Photo-based referring expression data
━━━━━━━━━━━━━━━━━━━━

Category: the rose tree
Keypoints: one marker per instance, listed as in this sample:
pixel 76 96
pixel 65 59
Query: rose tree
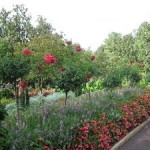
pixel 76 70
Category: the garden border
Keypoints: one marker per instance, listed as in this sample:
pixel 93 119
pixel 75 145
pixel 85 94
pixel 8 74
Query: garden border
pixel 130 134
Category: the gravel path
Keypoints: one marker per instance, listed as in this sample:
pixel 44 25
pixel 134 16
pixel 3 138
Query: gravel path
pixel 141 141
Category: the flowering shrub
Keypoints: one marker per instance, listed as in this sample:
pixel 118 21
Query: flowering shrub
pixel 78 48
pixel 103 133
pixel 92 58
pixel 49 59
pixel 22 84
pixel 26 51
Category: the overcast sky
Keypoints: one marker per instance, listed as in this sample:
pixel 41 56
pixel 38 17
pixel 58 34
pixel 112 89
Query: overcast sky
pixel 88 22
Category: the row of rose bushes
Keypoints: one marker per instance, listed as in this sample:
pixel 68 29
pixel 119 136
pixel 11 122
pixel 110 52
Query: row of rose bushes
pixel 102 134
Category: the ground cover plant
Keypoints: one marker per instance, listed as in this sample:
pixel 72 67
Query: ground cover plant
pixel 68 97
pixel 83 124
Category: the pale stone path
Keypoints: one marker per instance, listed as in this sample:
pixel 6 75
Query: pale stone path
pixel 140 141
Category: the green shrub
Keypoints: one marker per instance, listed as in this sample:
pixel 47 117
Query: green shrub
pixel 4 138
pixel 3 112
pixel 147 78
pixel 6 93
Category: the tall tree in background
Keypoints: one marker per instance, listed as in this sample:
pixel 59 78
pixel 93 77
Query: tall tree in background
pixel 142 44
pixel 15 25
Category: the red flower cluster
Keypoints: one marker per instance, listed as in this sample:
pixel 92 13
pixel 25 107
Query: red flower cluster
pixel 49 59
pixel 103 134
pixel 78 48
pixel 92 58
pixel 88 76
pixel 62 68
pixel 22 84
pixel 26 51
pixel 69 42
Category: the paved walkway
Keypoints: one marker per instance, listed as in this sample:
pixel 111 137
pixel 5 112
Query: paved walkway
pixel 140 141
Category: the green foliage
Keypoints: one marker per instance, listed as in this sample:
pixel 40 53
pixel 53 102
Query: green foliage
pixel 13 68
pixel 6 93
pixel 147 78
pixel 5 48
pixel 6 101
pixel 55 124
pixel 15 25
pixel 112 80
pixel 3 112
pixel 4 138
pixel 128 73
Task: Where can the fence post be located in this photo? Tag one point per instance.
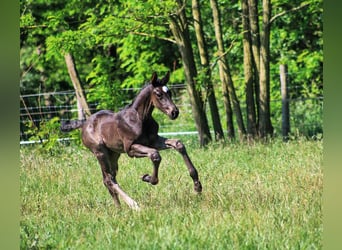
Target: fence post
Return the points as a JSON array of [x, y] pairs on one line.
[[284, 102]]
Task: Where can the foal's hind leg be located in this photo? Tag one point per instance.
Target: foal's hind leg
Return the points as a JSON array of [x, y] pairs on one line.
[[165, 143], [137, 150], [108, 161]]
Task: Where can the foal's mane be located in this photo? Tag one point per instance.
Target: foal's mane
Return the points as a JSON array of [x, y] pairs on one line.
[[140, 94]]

━━━━━━━━━━━━━━━━━━━━

### [EXERCISE]
The word "mane" appears in some of the lines above. Copy those lines.

### [TASK SOLUTION]
Task: Where can the foal's mane be located in this photo? Tag one point per instance.
Target: foal's mane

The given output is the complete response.